WORK TO DO:
A: According to the article about Jimmy Galligan, which university accepted Mimi Groves?
B: Identify every line of the records that contains the string "duck", and copy each of those lines. Case counts.

SOURCE EXTRACT:
┄┄┄┄┄┄┄┄┄┄

By ROBBY SOAVE
Jimmy Galligan is an 18-year-old college freshman from Leesburg, Virginia. He may also be cancel culture’s Count of Monte Cristo.
Some months ago, Galligan—who is biracial—posted a years’ old, three-second video of a white, female classmate using a racial slur. Galligan had sat on the video for a long time, waiting for the moment it would do the most damage. After the girl—a cheerleader named Mimi Groves—was accepted to the University of Tennessee, the time had come.
“I wanted to get her where she would understand the severity of that word,” said Galligan.
The video depicted Groves, who was 15 at the time, and had just obtained her learner’s permit, saying “I can drive, [slur].” The remark was not directed at anyone in particular. The brief video clip featuring it circulated on Snapchat until it was obtained and saved by Galligan, who had grown furious at how often he heard his white classmates using the N-word.

┄┄┄┄┄┄┄┄┄┄

RECORDS FOR THIS EXERCISE:
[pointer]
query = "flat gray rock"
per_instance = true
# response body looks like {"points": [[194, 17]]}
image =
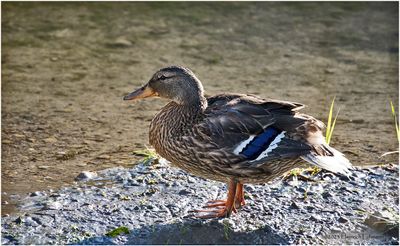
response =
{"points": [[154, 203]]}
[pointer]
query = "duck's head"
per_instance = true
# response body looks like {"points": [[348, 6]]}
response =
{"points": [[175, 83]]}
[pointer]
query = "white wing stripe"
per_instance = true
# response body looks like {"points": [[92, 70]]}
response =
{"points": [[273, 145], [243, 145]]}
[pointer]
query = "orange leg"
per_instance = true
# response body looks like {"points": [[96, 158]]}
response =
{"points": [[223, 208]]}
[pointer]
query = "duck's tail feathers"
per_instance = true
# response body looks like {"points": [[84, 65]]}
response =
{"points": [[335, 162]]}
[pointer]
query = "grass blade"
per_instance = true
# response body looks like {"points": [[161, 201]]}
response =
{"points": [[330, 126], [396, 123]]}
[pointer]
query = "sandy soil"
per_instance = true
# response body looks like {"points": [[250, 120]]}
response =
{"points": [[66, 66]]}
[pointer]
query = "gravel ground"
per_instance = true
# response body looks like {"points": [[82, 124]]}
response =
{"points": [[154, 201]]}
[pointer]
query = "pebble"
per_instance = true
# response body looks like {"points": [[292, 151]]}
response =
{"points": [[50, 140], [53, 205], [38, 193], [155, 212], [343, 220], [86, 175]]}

┄┄┄┄┄┄┄┄┄┄

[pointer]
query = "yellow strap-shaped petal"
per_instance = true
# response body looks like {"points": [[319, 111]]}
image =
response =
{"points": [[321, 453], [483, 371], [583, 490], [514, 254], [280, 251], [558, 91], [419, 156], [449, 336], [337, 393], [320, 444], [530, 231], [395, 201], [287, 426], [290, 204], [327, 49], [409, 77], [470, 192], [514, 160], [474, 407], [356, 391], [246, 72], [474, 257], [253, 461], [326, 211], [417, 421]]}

┄┄┄┄┄┄┄┄┄┄

SOLUTION SET:
A: The University of Tennessee.

B:
query = "duck's head"
query = "duck's tail feathers"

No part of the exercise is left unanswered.